[What is expected]: State how many lines of the records below contain the word "post", giving the number and nothing else.

[Exercise material]:

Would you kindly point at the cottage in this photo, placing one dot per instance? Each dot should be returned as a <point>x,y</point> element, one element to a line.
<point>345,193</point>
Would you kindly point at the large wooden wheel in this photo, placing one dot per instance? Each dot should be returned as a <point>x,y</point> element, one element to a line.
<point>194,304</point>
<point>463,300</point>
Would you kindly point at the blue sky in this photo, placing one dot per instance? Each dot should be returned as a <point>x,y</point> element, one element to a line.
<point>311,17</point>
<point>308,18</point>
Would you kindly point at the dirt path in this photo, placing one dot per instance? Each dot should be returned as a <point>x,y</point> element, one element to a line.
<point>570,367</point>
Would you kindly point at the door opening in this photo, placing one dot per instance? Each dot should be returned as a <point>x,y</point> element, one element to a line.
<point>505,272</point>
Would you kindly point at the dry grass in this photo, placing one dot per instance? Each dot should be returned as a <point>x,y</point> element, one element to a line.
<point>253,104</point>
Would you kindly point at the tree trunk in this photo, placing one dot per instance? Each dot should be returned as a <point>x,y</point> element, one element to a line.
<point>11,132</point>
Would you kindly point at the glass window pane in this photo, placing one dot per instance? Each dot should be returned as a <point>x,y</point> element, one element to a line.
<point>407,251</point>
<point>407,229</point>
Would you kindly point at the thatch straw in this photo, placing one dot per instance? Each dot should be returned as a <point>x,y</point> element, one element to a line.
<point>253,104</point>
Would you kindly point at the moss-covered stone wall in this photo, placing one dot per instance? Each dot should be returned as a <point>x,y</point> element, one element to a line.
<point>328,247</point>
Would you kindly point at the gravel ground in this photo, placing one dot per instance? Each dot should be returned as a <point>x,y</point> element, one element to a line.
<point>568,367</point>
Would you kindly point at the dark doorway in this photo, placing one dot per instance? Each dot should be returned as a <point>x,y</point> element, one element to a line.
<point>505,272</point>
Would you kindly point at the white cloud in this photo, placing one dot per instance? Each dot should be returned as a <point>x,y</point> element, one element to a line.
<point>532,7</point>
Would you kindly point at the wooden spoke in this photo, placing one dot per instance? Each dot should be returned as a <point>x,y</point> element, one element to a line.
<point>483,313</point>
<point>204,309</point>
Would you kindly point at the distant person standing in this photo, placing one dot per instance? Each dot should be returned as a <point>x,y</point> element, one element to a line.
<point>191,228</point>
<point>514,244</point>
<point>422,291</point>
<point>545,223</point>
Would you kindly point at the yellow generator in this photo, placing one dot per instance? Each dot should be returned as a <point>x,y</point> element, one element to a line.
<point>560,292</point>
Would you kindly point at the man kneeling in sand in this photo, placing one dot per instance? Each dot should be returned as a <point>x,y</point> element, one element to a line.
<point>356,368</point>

==

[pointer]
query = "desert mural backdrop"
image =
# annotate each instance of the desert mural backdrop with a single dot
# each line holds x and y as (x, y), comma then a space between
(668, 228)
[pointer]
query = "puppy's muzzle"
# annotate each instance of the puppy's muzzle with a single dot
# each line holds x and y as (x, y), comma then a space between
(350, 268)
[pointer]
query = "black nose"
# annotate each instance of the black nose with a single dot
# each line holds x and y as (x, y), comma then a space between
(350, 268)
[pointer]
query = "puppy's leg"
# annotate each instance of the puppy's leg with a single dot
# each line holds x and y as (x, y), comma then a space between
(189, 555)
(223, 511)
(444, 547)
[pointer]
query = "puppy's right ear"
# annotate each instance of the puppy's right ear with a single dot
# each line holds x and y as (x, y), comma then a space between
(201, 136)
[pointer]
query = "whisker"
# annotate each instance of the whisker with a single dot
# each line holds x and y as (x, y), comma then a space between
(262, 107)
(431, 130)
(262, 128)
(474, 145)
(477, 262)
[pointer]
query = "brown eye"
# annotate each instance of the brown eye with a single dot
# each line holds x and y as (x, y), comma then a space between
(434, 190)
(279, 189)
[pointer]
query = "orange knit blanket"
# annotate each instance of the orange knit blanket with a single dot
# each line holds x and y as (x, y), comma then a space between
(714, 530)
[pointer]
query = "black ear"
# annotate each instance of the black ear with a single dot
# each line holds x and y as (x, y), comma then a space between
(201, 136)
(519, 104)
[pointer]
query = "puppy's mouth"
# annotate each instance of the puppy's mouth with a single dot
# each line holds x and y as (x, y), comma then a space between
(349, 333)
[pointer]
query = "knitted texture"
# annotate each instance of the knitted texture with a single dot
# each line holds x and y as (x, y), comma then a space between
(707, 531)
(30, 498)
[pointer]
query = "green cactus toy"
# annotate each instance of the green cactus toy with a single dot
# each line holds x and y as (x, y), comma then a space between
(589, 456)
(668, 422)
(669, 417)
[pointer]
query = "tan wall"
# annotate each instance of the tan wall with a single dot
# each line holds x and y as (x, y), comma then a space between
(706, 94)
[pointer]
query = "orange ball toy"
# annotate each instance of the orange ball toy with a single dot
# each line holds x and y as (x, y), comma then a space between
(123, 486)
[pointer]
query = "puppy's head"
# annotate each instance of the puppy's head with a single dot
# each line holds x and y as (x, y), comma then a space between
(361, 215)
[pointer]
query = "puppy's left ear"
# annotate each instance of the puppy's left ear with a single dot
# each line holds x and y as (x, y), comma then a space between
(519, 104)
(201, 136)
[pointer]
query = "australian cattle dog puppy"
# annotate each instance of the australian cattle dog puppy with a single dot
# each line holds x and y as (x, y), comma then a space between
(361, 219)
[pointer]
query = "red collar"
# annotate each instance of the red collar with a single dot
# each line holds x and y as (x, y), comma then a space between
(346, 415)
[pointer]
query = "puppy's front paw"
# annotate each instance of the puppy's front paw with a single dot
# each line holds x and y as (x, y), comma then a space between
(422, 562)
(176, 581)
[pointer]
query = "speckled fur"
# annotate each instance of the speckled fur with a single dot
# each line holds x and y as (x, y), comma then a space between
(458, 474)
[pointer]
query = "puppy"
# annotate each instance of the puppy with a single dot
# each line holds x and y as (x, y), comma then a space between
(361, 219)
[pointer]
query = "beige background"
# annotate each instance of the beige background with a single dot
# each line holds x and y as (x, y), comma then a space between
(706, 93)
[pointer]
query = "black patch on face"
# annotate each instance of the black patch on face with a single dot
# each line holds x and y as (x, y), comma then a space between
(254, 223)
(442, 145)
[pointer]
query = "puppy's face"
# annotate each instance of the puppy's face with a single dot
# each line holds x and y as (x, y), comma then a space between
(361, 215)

...

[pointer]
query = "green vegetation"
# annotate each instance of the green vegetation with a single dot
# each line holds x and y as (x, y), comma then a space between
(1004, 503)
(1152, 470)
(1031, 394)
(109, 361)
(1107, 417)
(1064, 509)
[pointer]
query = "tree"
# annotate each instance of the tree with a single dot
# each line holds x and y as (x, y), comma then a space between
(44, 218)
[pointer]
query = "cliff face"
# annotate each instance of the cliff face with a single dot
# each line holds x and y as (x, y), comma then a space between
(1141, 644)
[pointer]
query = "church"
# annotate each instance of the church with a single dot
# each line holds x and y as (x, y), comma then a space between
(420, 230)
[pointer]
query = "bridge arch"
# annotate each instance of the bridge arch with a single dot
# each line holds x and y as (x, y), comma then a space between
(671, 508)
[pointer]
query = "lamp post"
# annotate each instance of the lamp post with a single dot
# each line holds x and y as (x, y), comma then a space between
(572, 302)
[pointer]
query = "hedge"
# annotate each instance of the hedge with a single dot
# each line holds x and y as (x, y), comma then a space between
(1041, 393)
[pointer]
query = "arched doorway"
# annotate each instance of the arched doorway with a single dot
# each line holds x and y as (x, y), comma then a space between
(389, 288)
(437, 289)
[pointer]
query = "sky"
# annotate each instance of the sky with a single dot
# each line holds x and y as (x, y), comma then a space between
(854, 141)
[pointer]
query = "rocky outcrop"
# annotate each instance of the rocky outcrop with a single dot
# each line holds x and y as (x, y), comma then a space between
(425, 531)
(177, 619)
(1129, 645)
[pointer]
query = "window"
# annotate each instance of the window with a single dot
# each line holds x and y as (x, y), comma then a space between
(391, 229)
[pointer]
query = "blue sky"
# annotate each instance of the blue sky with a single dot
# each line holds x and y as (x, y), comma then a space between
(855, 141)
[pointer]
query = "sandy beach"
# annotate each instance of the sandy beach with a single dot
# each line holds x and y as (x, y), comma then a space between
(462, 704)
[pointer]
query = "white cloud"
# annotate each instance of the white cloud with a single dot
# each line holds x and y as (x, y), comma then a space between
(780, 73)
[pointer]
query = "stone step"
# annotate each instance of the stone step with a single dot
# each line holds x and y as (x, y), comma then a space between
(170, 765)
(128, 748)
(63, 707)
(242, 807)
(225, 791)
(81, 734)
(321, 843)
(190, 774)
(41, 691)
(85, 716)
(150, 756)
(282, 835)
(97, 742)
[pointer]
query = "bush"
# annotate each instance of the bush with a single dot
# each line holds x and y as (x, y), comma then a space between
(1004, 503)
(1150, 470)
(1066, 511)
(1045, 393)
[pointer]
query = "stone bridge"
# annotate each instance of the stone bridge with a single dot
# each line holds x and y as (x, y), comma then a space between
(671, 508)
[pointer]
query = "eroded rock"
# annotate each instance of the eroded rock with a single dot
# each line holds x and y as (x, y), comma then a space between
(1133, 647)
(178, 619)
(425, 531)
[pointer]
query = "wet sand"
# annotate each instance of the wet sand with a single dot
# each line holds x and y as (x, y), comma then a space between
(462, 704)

[Solution to the exercise]: 2